-- Task a --
From the listing below, pull out every line that contains the string "drum". Case counts.
──────── Text excerpt ────────
On 9/14/2013 7:45 PM, Wanpeng Li wrote:
> Changelog:
> *v4 -> v5: return directly for !VM_VM_AREA case and remove (VM_LAZY_FREE | VM_LAZY_FREEING) check
>
> There is a race window between vmap_area tear down and show vmap_area information.
>
> A B
>
> remove_vm_area
> spin_lock(&vmap_area_lock);
> va->vm = NULL;
> va->flags &= ~VM_VM_AREA;
> spin_unlock(&vmap_area_lock);
> spin_lock(&vmap_area_lock);
> if (va->flags & (VM_LAZY_FREE | VM_LAZY_FREEZING))
> return 0;
> if (!(va->flags & VM_VM_AREA)) {
> seq_printf(m, "0x%pK-0x%pK %7ld vm_map_ram\n",
> (void *)va->va_start, (void *)va->va_end,
> va->va_end - va->va_start);
> return 0;
> }
> free_unmap_vmap_area(va);
> flush_cache_vunmap
> free_unmap_vmap_area_noflush
> unmap_vmap_area
> free_vmap_area_noflush
> va->flags |= VM_LAZY_FREE
>
> The assumption !VM_VM_AREA represents vm_map_ram allocation is introduced by
> commit: d4033afd(mm, vmalloc: iterate vmap_area_list, instead of vmlist, in
> vmallocinfo()). However, !VM_VM_AREA also represents vmap_area is being tear
> down in race window mentioned above. This patch fix it by don't dump any
> information for !VM_VM_AREA case and also remove (VM_LAZY_FREE | VM_LAZY_FREEING)
────────
-- Task b --
Transcribe the part of the vmalloc patch message that opens with the words containing "On 9/14/2013 7:45" and closes with "show vmap_area information.".
──────── Supplied records ────────
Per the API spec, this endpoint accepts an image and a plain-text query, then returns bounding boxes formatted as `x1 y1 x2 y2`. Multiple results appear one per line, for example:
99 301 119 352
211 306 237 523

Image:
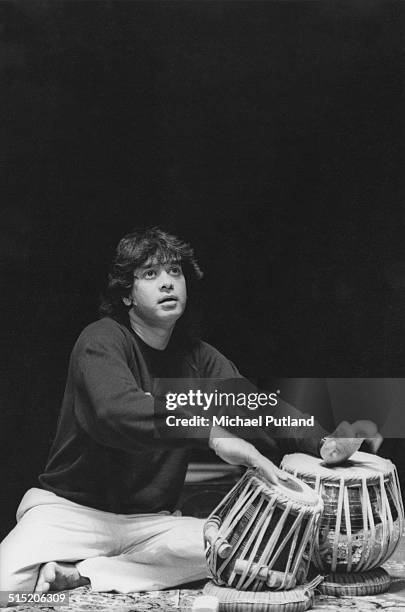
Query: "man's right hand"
209 426 288 484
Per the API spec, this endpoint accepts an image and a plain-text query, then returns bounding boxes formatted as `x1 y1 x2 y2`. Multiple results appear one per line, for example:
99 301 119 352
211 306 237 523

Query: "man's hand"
209 426 288 484
320 421 383 465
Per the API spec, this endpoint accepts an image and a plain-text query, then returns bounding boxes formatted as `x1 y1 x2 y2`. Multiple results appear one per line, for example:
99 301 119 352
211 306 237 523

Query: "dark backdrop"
0 0 405 532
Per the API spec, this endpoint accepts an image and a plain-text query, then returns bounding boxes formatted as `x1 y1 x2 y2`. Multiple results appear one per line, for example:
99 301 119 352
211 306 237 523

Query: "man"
0 228 378 592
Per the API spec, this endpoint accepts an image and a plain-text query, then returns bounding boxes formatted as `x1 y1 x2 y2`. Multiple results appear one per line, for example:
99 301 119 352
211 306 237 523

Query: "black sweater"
39 318 325 514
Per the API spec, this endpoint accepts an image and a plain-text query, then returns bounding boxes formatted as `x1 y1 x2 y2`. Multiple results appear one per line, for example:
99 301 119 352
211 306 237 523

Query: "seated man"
0 228 379 592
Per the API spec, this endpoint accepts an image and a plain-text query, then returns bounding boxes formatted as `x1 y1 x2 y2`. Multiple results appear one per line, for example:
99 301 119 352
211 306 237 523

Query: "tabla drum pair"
281 452 404 595
204 469 323 611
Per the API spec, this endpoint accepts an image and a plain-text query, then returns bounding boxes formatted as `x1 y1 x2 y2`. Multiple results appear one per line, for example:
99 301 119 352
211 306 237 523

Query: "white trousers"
0 489 207 605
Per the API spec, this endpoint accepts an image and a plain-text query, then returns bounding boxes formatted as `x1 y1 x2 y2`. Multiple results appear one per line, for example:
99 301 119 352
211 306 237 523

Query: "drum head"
281 451 394 481
247 470 322 513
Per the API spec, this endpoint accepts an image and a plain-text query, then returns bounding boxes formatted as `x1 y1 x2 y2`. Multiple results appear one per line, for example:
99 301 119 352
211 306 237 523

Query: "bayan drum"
281 452 404 594
204 469 323 591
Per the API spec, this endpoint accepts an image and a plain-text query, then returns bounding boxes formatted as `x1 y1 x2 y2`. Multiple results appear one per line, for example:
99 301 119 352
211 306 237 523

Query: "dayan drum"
204 469 323 591
281 452 404 573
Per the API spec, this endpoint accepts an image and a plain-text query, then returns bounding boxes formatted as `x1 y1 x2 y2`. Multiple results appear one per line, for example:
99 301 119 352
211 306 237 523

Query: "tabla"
204 469 323 591
281 452 404 574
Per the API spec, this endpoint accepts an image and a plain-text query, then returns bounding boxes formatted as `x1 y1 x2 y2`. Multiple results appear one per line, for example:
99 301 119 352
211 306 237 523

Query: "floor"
0 536 405 612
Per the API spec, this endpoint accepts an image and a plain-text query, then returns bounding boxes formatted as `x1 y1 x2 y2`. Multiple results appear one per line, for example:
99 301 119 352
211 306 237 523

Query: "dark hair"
99 227 203 338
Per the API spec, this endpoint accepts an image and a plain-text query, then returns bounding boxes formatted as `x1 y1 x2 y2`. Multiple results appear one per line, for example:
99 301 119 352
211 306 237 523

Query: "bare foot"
35 561 89 593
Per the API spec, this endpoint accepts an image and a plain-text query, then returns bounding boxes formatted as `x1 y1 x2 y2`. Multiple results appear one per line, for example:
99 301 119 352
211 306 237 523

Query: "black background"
0 0 405 533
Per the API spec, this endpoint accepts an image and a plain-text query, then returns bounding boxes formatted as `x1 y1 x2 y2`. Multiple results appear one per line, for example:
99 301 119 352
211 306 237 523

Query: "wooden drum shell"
204 470 323 591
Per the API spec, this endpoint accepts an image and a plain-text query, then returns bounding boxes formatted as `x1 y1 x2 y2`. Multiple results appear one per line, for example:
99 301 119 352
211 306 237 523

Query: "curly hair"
99 227 203 332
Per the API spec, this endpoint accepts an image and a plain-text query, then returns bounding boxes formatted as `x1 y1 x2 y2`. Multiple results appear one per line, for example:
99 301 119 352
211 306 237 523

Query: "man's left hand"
────────
-- Written answer a --
Query: "tabla drum pair"
Query: "drum head"
Query: "bayan drum"
Query: "dayan drum"
Query: "wooden drum shell"

-- Written answer b --
On 9/14/2013 7:45 PM, Wanpeng Li wrote:
> Changelog:
> *v4 -> v5: return directly for !VM_VM_AREA case and remove (VM_LAZY_FREE | VM_LAZY_FREEING) check
>
> There is a race window between vmap_area tear down and show vmap_area information.